Goal:
Filter the lines below, keeping each one that contains the word "helicopter" with matching case, and copy those lines.

Mask labeling examples:
..............................

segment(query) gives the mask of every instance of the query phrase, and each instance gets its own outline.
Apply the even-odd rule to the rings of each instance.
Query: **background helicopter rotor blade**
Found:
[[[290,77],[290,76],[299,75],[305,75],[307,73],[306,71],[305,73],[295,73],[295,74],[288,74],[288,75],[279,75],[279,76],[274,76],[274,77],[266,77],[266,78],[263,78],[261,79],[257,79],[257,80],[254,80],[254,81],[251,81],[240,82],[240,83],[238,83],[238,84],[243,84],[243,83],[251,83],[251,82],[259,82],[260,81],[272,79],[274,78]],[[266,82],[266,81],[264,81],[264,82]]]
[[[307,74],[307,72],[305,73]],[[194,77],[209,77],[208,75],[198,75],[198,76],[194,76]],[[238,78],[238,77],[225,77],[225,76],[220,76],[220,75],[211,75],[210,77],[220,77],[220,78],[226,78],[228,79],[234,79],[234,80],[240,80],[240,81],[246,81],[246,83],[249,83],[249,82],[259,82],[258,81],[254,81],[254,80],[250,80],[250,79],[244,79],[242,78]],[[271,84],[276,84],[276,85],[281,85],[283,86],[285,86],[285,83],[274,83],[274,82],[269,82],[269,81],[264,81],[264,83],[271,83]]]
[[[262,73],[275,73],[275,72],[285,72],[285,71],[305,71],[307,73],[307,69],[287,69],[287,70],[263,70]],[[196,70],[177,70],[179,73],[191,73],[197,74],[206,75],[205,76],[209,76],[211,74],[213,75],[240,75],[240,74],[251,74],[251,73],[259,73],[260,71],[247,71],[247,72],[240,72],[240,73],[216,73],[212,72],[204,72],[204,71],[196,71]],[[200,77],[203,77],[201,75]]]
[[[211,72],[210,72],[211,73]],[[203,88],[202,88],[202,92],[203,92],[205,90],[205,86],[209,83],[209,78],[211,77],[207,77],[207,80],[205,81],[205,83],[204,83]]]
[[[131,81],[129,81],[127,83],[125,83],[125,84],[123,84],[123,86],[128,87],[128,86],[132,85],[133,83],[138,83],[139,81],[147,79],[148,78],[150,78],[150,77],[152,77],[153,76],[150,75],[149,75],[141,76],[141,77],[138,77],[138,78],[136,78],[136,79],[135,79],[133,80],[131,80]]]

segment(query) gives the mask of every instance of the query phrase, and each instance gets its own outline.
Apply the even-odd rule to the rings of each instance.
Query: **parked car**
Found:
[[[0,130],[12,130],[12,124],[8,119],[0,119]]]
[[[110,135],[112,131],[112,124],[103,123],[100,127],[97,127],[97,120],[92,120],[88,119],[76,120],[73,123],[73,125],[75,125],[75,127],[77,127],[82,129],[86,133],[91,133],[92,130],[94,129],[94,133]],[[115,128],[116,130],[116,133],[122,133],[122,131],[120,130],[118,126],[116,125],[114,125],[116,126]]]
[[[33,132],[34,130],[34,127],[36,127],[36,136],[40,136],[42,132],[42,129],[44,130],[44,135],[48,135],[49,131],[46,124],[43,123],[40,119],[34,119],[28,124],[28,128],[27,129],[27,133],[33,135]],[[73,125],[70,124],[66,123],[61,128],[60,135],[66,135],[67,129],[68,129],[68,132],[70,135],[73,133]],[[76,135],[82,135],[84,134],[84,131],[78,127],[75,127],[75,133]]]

..............................

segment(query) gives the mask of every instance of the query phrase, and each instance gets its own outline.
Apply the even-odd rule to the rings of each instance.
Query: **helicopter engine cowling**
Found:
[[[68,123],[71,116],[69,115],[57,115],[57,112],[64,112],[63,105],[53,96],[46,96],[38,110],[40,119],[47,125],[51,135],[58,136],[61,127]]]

..............................

Response to this task:
Query: **background helicopter rotor blade**
Query: **helicopter engine cowling**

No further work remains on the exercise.